§ **WORKING DATA**:

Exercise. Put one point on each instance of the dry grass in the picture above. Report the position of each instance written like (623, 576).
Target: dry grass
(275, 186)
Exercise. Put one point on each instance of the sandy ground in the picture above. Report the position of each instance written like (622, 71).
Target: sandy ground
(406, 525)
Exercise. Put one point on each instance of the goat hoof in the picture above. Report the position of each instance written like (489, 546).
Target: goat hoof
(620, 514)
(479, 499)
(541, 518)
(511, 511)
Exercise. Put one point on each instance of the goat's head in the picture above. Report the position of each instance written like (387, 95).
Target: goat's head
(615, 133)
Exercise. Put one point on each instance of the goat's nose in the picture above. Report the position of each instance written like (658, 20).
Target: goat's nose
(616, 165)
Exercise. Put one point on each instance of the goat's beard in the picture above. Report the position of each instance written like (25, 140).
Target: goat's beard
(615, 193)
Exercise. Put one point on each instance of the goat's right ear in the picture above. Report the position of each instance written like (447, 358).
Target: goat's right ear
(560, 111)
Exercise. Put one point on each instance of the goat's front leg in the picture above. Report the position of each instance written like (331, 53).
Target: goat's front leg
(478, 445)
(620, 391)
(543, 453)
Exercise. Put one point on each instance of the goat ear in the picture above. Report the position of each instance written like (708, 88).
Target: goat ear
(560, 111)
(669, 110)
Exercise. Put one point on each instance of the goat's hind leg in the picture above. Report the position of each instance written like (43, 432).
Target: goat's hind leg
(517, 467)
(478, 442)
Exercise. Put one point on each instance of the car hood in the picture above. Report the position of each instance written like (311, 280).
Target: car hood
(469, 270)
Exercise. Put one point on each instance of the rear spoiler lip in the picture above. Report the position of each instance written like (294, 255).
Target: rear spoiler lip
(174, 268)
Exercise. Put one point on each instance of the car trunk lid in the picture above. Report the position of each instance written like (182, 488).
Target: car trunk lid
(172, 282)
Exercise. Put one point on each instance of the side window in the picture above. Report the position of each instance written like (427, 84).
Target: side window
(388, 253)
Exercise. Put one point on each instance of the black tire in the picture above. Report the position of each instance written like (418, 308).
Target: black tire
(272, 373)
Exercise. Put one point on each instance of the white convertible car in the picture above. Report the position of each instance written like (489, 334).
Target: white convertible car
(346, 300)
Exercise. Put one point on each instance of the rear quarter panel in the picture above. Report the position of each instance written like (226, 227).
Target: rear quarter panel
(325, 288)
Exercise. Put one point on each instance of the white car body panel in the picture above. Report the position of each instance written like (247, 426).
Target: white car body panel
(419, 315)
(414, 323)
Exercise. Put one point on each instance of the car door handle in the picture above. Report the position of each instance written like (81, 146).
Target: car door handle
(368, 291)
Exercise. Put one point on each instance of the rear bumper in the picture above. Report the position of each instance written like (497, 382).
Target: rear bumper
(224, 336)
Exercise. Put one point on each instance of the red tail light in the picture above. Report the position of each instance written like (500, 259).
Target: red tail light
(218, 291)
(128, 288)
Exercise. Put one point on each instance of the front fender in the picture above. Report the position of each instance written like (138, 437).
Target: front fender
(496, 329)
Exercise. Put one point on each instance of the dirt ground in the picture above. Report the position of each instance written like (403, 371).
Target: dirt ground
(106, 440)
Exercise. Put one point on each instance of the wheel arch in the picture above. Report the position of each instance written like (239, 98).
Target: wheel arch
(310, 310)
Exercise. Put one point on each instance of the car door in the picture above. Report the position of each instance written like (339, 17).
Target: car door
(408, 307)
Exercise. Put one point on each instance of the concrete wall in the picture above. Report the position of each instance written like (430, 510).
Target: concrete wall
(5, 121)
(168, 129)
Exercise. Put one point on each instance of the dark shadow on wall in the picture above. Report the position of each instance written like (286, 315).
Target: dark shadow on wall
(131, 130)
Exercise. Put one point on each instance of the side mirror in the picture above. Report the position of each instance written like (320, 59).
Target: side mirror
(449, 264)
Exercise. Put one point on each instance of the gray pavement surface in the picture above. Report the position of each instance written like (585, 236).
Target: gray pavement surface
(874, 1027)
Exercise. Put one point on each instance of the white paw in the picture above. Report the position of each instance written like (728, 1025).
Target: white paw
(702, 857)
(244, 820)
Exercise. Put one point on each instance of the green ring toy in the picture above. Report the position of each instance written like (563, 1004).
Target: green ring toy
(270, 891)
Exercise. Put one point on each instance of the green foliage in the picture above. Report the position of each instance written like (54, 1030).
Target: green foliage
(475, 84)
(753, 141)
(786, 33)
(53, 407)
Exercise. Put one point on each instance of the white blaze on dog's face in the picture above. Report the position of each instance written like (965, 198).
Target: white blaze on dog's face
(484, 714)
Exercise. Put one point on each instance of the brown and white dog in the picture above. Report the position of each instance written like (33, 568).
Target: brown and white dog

§ **GIVEN REQUEST**: Reproduce every item above verbatim, line for line.

§ **SOLUTION**:
Exercise. Put one point on each instance of the dry grass in the picture above. Report the position of each instance written like (623, 576).
Target: dry grass
(275, 186)
Exercise. Put one point on each instance of the sandy ground in the picture above. Report the position of each instance written like (622, 71).
Target: sandy ground
(406, 525)
Exercise. Put one point on each instance of the goat hoof in the picture above. Report the position of each instance written like (489, 546).
Target: goat hoof
(620, 514)
(479, 499)
(541, 518)
(511, 511)
Exercise. Put one point on each instance of the goat's head in the picture above. Report the position of each instance written like (387, 95).
Target: goat's head
(615, 133)
Exercise. Put one point on each instance of the goat's nose in the picture above. Report the position of each instance written like (658, 20).
Target: goat's nose
(616, 165)
Exercise. Put one point on each instance of the goat's beard in the picture above. Report the position of each instance written like (25, 140).
Target: goat's beard
(615, 193)
Exercise. Put one point on each instance of the goat's right ear in the picture above. Report the position of each instance written like (447, 358).
Target: goat's right ear
(560, 111)
Exercise. Put one point on each instance of the goat's front leg in the picture above. Report the position of each instance written like (331, 53).
Target: goat's front leg
(478, 445)
(620, 391)
(543, 453)
Exercise. Put one point on each instance of the goat ear in the picture above. Report the position of each instance written like (708, 88).
Target: goat ear
(560, 111)
(669, 110)
Exercise. Put one point on each instance of the goat's hind leg in the picture above. Report the position of each instance written like (43, 432).
Target: goat's hind leg
(517, 467)
(478, 442)
Exercise. Put one point on each instance of the car hood in the picture above. Report the position of each instance written like (311, 280).
Target: car hood
(469, 270)
Exercise. Put one point on each instance of the rear spoiler lip in the picture above. Report the position of each instance written like (294, 255).
Target: rear spoiler lip
(174, 268)
Exercise. Put one point on each instance of the car trunk lid in the picture above. Report the position of each instance written like (182, 488).
Target: car trunk lid
(172, 282)
Exercise. Put one point on each instance of the side window in the picture above. Report the position of each instance written like (427, 84).
Target: side window
(388, 253)
Exercise. Put one point on each instance of the black tire in the picture above. Report the position of each instance written like (418, 308).
Target: black tire
(272, 373)
Exercise. Put one point on each instance of the white convertible car in the picture above. Report the position of each instance written like (489, 334).
Target: white convertible car
(346, 300)
Exercise. Put one point on each instance of the rear quarter panel in the picture above. Report the position of each instance written like (226, 227).
Target: rear quarter panel
(325, 288)
Exercise. Put one point on each instance of the white car body panel in the picture above. Report the position of each instance written like (247, 426).
Target: white car body panel
(419, 315)
(414, 323)
Exercise. Put one point on each instance of the car door handle in the picture above. Report the position of each instance written like (81, 146).
Target: car door handle
(368, 291)
Exercise. Put one point on each instance of the rear bumper in the picture above. Report the position of each instance written like (497, 382).
Target: rear bumper
(224, 336)
Exercise. Put one point on each instance of the red tail light in the picture above. Report the position of each instance written like (500, 259).
Target: red tail light
(218, 291)
(128, 288)
Exercise. Put one point on each instance of the front fender in the picture above. Report the position of each instance written like (138, 437).
Target: front fender
(496, 329)
Exercise. Put one point on each instance of the dirt ground in the picture above. Report the position of each instance written like (403, 371).
Target: dirt ground
(106, 440)
Exercise. Put one point on each instance of the wheel arch in the picture above. Report the position of each instance written like (239, 98).
Target: wheel arch
(310, 310)
Exercise. Put one point on each instance of the car door in the picture above. Report the position of each instance written like (339, 17).
Target: car door
(408, 307)
Exercise. Put one point on each instance of the concrete wall in the picture above. Report the position of each instance written like (430, 510).
Target: concrete wall
(5, 121)
(168, 129)
Exercise. Put one point on each instance of the dark shadow on wall in the picture above. Report the position of each instance written like (286, 315).
Target: dark shadow on wall
(131, 130)
Exercise. Put one point on each instance of the side mirror in the picture above. Report the position of each instance written like (320, 59).
Target: side mirror
(449, 264)
Exercise. Put one point on each instance of the gray pavement surface in the picture above. Report the position of each instance written like (585, 236).
Target: gray pavement surface
(874, 1027)
Exercise. Put one point on each instance of the white paw in the picture above. Report the position of each instance written like (728, 1025).
Target: white paw
(702, 857)
(244, 820)
Exercise. Put one point on each instance of the green ring toy in the picture above. Report the position of each instance written like (563, 1004).
Target: green ring toy
(270, 891)
Exercise. Put one point on each instance of the green foliage in the picture above. Report the position of each instance written like (54, 1030).
Target: green foliage
(475, 84)
(753, 141)
(786, 33)
(53, 407)
Exercise. Put one point on each instance of the white blaze on dog's face in the picture above. Report the position of each instance written like (965, 198).
Target: white blaze on dog's face
(484, 714)
Exercise. Put one point on each instance of the brown and white dog in the picture above. Report the position of each instance written like (33, 568).
Target: brown and white dog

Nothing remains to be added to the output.